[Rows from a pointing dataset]
start
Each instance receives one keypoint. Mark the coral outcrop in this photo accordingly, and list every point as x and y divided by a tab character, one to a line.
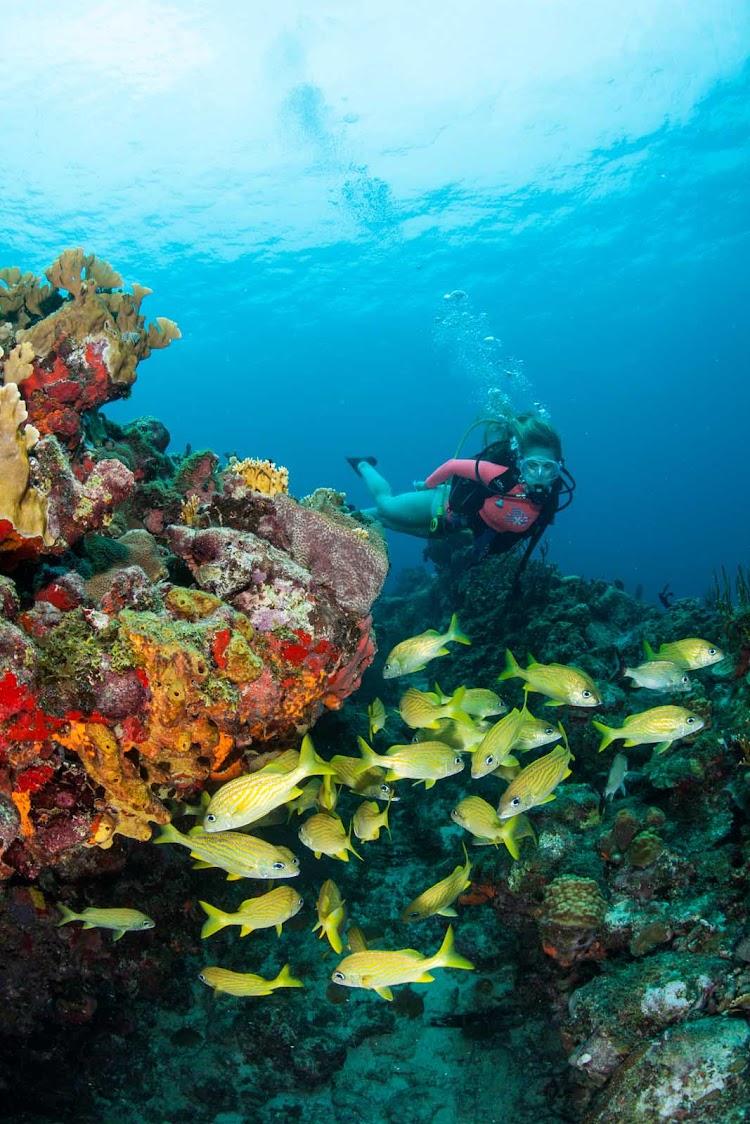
168	621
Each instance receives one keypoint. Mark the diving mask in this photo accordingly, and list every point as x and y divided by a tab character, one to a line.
539	470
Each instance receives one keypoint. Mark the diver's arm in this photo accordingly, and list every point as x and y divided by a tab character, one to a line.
467	469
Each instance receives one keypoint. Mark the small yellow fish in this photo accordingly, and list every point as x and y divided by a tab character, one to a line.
376	717
439	898
325	834
535	733
245	984
379	971
355	939
415	653
369	819
659	676
661	724
427	761
478	701
269	911
419	710
690	653
480	818
241	855
495	748
119	921
251	796
560	682
332	915
535	783
364	782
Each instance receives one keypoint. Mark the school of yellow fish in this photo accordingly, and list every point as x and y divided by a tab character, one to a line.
472	722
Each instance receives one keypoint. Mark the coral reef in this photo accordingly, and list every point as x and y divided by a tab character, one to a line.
166	622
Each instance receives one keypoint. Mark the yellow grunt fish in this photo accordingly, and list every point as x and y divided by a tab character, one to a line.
369	819
480	818
119	921
495	748
478	701
245	984
285	762
535	732
364	782
241	855
325	834
560	682
355	939
427	761
376	717
690	653
332	915
269	911
379	971
307	799
250	797
439	898
327	795
415	653
458	735
659	676
661	724
419	710
535	783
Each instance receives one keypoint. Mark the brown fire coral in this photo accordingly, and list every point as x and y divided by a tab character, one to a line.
23	507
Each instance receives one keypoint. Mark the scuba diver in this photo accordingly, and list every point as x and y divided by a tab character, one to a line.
507	493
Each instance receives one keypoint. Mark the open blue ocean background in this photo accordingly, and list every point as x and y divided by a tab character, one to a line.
303	184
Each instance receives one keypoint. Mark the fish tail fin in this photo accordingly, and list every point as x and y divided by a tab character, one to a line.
454	631
170	834
66	915
446	957
608	735
216	919
512	667
286	979
312	764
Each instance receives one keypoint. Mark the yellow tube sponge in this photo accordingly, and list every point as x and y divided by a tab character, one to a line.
21	505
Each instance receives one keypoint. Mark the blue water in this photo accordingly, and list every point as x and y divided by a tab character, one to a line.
303	187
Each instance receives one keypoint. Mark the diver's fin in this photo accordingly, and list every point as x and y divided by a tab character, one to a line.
355	461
end
> [Exercise details]: Reproduce all of the lines above word for word, leaving out the pictures.

> [Complete answer]:
Each instance receives one keypoint. Mark the coral outcrop in this photo accordingly, and list every point as x and y divided by a tab character, one to a line.
168	621
Each instance receives one keypoint. Mark the diving mask in this photo accordingly, and list every point as x and y divided by a tab character, one to a line.
539	470
Each instance receives one keypoint. Mark the diver's arm in this photo accordingly, and list every point as x and y divided by a tab character, one to a line.
467	469
Each instance receives one keypoint. Mark the small yellow fish in this photo accordingly, and list every point as x and y divided by a tab character, one to a line.
376	717
439	898
325	834
535	733
245	984
379	971
355	939
415	653
369	819
659	676
661	724
427	761
478	701
269	911
419	710
690	653
480	818
241	855
495	748
119	921
251	796
560	682
332	915
535	783
364	782
Each instance receives one keypoint. Mark the school of yellow fish in this photo accordingly, and list every point as x and y divided by a tab character, one to a line.
472	722
Each instance receives one keypoint. Mark the coral reef in this photo accordingly, and list every point as x and y divided by a tab character, one to a line.
166	622
Each instance receives one keypoint. Mark the yellow grunt fish in this photo accordingly, and list every point as x and y divided by a tab character, one to a line.
369	819
480	818
119	921
495	748
478	701
245	984
285	762
535	732
364	782
241	855
325	834
560	682
355	939
427	761
376	717
690	653
332	915
269	911
379	971
307	799
250	797
439	898
327	795
415	653
458	735
659	676
661	724
419	710
535	783
Each instance receives one keypoint. Mark the brown fire coral in this photo accordingly, and list every point as x and y divided by a tab character, one to a line.
23	507
Each instance receives one keypoint. Mark the scuba diver in this photo accordingly, and list every point as x and y divided by a tab character, one to a line.
507	493
Each instance receives one keypoint. Mark the open blue ocean background in this photo accordingly, and list every point as x and y divided by a tab character, one to a line.
303	184
Each instance receives one keypoint. Mark the fish tail fin in this photo accordingly, and list every point as x and y divided by a tab character, one to a line.
454	631
170	834
66	915
446	957
608	735
216	919
512	667
286	979
312	764
Each instance receives one keypoint. Mark the yellow tube sponge in this photo accordingly, and list every point as x and y divided by a tab character, one to a line.
21	505
Each instance receives one keypoint. Mark the blue water in this photo accordingly, and list every point as x and y divided by a tab character, one to a line.
303	187
Each instance receives one keypoint. Mark the diver's fin in this photo accordingly, and list every point as x and y divided by a tab character, one to a line.
355	461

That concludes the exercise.